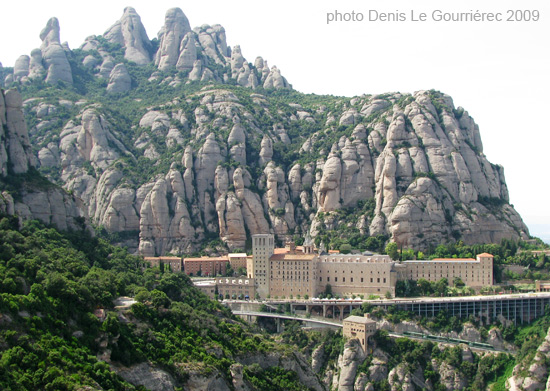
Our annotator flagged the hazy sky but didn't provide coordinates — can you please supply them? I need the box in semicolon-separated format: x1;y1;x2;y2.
0;0;550;241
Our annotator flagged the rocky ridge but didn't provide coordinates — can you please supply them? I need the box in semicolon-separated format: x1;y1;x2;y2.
2;7;528;255
0;90;87;230
4;7;291;93
506;329;550;391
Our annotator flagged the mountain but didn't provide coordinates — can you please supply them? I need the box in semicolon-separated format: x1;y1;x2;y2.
0;90;87;230
4;7;529;255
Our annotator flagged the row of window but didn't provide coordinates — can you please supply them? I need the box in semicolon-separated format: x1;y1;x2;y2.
319;277;386;284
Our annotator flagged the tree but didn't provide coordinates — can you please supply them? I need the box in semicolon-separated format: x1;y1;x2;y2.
325;284;332;299
386;242;399;261
151;289;171;308
453;277;466;288
435;278;449;296
340;243;351;254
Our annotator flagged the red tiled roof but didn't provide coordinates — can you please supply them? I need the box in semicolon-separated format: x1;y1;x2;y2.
183;257;228;262
432;258;475;261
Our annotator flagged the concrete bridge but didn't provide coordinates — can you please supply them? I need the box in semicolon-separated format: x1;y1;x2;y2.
233;311;342;333
226;292;550;324
233;311;515;354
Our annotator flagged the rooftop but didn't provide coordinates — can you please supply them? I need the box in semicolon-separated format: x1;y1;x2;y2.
344;315;376;324
183;257;229;262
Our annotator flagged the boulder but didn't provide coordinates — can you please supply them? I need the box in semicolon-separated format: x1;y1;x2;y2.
103;7;152;65
107;64;132;94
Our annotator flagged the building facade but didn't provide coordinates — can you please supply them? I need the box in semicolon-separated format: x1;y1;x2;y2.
247;235;494;298
343;314;376;352
195;277;256;300
400;253;494;288
143;257;183;273
316;254;397;296
183;256;229;277
227;253;247;271
251;234;275;297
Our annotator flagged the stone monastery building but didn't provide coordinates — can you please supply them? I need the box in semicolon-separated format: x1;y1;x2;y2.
247;234;493;298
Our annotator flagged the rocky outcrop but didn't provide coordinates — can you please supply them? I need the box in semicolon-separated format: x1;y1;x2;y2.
236;352;325;391
0;90;35;177
155;8;196;70
111;363;176;391
107;64;132;94
103;7;152;65
506;329;550;391
5;7;528;252
337;339;365;391
40;18;73;84
0;90;87;230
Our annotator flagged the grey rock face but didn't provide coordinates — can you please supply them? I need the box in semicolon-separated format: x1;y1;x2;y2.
107;64;132;94
176;32;197;70
104;7;151;65
13;55;31;80
111;363;176;391
0;90;86;230
0;90;35;177
40;18;73;84
155;8;192;70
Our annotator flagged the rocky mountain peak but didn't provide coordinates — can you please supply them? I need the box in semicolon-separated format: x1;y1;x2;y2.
103;7;152;65
155;8;194;70
40;17;61;49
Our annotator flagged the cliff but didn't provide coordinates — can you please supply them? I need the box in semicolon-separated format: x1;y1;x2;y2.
6;7;529;255
0;90;87;229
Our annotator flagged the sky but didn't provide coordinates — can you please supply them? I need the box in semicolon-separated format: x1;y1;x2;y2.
0;0;550;243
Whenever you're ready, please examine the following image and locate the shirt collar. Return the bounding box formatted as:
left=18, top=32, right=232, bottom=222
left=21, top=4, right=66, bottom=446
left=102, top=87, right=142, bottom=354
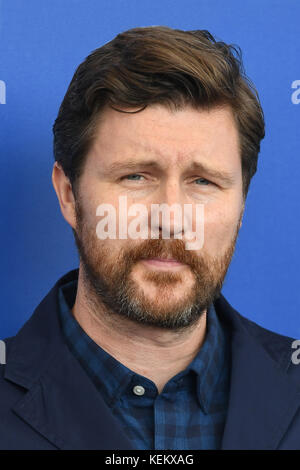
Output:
left=59, top=280, right=228, bottom=413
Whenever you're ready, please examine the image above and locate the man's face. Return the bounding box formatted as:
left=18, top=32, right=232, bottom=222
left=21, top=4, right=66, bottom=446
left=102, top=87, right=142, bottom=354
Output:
left=75, top=105, right=244, bottom=330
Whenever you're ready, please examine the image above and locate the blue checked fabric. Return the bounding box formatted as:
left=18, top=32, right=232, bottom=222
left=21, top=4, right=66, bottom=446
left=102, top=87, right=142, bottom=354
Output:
left=59, top=281, right=230, bottom=450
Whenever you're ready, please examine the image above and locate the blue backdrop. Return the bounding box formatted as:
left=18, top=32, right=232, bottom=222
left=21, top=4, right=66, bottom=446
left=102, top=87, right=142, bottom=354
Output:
left=0, top=0, right=300, bottom=338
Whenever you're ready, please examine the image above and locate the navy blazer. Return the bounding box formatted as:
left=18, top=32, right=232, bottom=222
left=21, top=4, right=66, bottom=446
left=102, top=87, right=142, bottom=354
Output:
left=0, top=269, right=300, bottom=450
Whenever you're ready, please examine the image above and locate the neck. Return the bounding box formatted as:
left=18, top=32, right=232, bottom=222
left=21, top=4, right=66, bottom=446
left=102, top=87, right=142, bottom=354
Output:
left=72, top=269, right=207, bottom=393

◆ **Problem to work on**: Reproduce the part of the data that opens at its beginning and closes with the line containing "0;0;550;241", both ends included, copying every line in full but raising each bounding-box coordinate in the answers by 117. Omit the pictures from your reply.

◆ **Task response**:
Our annotator flagged the hazy sky but didn't provide coordinates — can you please supply them? I need the box in semicolon-separated format: x1;y1;x2;y2.
117;117;667;358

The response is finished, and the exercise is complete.